##### DOCUMENT PASSAGE
Last year, Del. Rep. Terry Kilgore, R-Gate City, introduced a bill to legalize and tax games of skill, but lawmakers chose not to proceed because the matter was in court in Greensville County. That lawsuit, filed by business owner and former NASCAR driver Hermie Sadler, was dismissed a few weeks after the Supreme Court decision.
The owners of the Bristol Casino, the future home of the Hard Rock, opposed this effort to legalize gaming, saying in part, “The proponents’ argument that they want to reduce ‘illegal gaming’ by allowing such prohibited activity defies logic and is troubling, particularly in light of the Commonwealth’s strong fiscal position and the inadequate guarantees they purport to provide.
Sadler’s lawsuit argues that the machines provide significant income for small business owners and the state should reinstate a tax system used when lawmakers agreed to temporarily allow the machines to operate.
These arguments are expected to be at the heart of this new effort to legalize gaming once and for all.
Pace-O-Matic, a Georgia company that makes the machines, has hired 14 lobbyists from eight different Virginia firms to promote its cause, according to the Virginia Public Access Project.
##########
EXERCISE → Type out, word for word, the stretch of the skill-games article from "The owners of" through "purport to provide.". Work only from the skill-games article.
##### MATERIAL SHOWN
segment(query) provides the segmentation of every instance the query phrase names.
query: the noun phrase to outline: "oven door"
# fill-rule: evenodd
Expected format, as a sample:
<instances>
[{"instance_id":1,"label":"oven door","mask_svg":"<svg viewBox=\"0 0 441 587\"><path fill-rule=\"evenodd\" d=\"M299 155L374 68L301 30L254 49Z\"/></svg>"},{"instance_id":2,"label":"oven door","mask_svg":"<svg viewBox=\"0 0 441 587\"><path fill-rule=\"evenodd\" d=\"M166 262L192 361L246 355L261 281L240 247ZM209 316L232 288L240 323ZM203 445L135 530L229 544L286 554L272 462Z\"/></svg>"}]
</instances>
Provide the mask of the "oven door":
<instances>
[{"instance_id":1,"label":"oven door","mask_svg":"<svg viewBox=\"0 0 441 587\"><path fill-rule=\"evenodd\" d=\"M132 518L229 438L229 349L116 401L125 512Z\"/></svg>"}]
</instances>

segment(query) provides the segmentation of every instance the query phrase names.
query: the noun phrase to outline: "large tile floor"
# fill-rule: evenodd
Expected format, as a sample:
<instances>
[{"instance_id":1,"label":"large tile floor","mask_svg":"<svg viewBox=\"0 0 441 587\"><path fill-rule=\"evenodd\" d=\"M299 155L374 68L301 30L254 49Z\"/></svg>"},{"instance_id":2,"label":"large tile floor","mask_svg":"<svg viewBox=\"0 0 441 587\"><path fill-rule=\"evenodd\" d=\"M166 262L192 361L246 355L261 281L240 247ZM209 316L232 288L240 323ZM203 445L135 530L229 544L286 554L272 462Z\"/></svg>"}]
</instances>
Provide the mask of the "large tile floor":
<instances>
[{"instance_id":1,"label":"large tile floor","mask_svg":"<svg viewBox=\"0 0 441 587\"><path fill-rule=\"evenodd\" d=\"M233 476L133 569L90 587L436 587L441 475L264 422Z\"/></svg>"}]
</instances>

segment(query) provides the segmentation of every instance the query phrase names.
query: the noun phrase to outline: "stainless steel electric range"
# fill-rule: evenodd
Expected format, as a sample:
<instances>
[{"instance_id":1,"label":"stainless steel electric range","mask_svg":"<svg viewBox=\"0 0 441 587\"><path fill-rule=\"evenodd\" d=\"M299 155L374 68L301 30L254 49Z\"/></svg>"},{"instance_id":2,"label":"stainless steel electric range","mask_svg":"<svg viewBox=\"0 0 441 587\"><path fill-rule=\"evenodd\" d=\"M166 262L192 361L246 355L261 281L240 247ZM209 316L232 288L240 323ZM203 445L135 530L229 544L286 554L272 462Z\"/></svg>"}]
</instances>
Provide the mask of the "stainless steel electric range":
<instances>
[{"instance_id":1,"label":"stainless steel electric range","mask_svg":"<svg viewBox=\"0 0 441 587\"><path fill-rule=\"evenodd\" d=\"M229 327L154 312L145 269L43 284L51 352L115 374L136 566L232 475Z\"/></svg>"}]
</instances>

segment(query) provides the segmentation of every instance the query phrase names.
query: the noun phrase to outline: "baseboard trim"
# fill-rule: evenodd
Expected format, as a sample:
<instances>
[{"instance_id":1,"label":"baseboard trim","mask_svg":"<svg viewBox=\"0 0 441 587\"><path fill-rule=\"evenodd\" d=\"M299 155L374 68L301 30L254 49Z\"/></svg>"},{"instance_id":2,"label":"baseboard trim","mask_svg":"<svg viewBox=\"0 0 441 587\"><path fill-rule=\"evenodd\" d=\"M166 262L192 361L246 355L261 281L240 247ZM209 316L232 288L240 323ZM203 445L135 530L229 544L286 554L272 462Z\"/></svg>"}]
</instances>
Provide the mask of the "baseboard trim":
##########
##### MATERIAL SHOWN
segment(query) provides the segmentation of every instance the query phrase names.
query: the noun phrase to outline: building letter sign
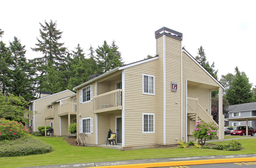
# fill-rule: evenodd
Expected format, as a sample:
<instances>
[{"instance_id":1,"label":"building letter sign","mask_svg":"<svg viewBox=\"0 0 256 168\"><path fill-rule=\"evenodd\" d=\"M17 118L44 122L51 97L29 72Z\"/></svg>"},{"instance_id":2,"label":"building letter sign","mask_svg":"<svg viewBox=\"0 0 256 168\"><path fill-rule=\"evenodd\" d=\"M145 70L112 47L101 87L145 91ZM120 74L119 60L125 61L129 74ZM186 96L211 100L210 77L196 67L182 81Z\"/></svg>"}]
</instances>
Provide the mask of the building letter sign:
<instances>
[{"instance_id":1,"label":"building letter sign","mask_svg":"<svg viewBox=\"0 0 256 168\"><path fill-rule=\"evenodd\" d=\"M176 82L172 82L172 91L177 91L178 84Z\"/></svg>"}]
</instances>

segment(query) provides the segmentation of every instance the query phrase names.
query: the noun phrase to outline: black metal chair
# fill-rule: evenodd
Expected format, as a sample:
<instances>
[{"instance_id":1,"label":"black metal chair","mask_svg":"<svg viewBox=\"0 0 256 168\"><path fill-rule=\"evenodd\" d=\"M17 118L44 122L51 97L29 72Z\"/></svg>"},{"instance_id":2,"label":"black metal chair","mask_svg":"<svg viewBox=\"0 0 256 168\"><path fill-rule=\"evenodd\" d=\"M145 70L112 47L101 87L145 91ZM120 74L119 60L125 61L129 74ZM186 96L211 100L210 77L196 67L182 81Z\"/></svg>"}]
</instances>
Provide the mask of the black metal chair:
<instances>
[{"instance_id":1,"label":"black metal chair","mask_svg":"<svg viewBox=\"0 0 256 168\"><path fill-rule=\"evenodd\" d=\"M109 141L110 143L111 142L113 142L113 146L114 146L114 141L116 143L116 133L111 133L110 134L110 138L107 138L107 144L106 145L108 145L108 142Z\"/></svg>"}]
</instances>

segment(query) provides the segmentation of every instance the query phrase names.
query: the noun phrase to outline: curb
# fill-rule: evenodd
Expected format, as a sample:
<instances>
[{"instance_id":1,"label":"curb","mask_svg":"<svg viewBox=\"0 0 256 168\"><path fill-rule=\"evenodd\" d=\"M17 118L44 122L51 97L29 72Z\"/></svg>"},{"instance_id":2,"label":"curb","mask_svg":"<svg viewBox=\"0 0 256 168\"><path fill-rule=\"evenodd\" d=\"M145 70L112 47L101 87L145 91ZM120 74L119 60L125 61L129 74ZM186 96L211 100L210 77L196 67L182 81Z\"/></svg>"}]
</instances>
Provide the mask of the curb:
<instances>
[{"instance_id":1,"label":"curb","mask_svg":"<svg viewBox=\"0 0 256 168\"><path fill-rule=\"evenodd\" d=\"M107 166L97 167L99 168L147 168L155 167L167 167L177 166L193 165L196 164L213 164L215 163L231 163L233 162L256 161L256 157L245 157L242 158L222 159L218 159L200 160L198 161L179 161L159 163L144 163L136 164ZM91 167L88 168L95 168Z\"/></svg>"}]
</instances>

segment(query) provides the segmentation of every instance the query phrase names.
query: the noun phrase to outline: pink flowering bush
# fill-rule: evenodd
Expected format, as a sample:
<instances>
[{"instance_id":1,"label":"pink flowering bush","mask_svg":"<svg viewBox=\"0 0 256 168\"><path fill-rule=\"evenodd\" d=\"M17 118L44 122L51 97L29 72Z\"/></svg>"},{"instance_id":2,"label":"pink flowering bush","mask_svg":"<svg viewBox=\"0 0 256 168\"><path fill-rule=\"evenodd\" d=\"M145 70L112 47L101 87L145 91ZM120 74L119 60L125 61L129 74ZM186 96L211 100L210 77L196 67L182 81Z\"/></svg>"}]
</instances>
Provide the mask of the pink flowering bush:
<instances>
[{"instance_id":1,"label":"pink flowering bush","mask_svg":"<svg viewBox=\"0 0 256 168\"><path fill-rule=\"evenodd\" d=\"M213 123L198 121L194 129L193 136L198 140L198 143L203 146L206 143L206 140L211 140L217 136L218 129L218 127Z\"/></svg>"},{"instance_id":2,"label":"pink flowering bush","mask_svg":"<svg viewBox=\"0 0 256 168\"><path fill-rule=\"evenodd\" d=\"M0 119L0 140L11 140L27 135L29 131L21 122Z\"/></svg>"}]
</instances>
##########
COMPLETE OUTPUT →
The owners of the Bristol Casino, the future home of the Hard Rock, opposed this effort to legalize gaming, saying in part, “The proponents’ argument that they want to reduce ‘illegal gaming’ by allowing such prohibited activity defies logic and is troubling, particularly in light of the Commonwealth’s strong fiscal position and the inadequate guarantees they purport to provide.